Start of Raw data

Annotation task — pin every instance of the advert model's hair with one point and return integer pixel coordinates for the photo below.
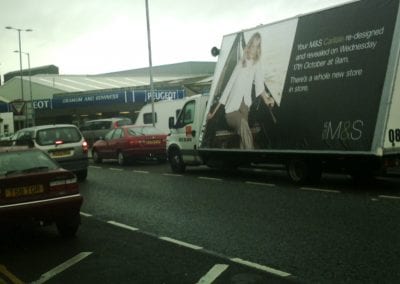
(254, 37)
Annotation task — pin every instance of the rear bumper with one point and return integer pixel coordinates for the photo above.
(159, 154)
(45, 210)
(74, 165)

End of Raw data
Start of Raw data

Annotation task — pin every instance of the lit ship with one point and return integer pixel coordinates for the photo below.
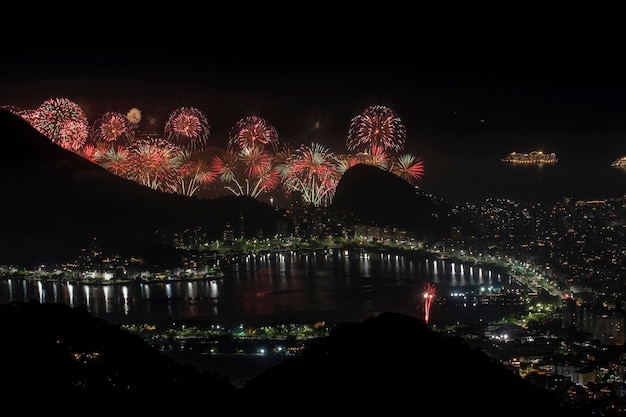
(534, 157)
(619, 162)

End of Raw data

What the task asks:
Locate every line in the data above that contains the string "pixel", treating uppercase and lowercase as distinct, and copy each such line.

Result:
Annotation task — pin every instance of the advert model's hair with one point and return integer pixel coordinates for the photo below.
Annotation task — pin every instance of the rear bumper with one point and return integer pixel coordinates for the photo above.
Annotation task — pin every instance of the lit ship with one point and return integer pixel coordinates for the photo below.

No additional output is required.